▶ _Supplied data_:
* Begin *
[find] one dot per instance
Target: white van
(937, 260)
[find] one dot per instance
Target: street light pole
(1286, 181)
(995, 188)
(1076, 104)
* End *
▶ _Given request_:
Reproduce every item above verbatim, line for line, with no changes.

▶ _Problem solution_:
[find] one dot per instance
Target: white van
(937, 260)
[find] one dot per instance
Target: street light pole
(1286, 181)
(995, 188)
(1076, 104)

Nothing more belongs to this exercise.